--- EXERCISE DATA ---

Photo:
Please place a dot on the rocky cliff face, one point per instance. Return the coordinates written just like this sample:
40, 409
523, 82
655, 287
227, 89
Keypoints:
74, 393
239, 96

---

Repeat each record exactly, leaving nothing out.

Photo:
Please place a dot on the rocky cliff face, one point per instance. Return the coordinates written just like this sample:
40, 409
523, 82
655, 287
227, 89
Keypoints:
74, 393
239, 96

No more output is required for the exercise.